[WHAT IS NEEDED] Below are the lines to check; count those holding the string "pairs" and give only the number.

MATERIAL FOR THE TASK START

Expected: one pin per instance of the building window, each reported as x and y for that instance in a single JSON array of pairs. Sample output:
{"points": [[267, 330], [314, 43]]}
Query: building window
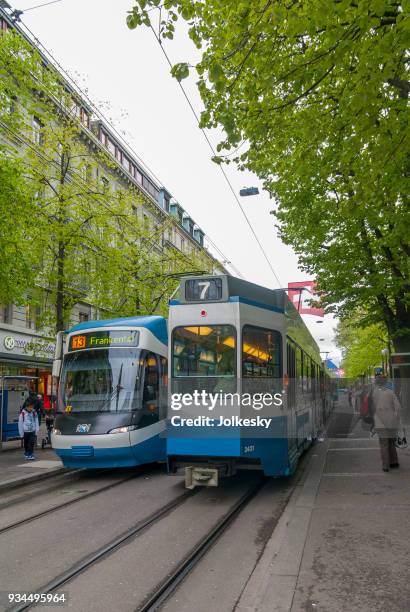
{"points": [[36, 130], [6, 314], [110, 146], [85, 118], [126, 163], [30, 316]]}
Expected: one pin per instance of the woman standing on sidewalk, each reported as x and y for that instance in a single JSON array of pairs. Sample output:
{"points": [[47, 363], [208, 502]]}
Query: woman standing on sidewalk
{"points": [[28, 429], [386, 411]]}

MATERIAL FOR THE TASK END

[ANSWER AREA] 2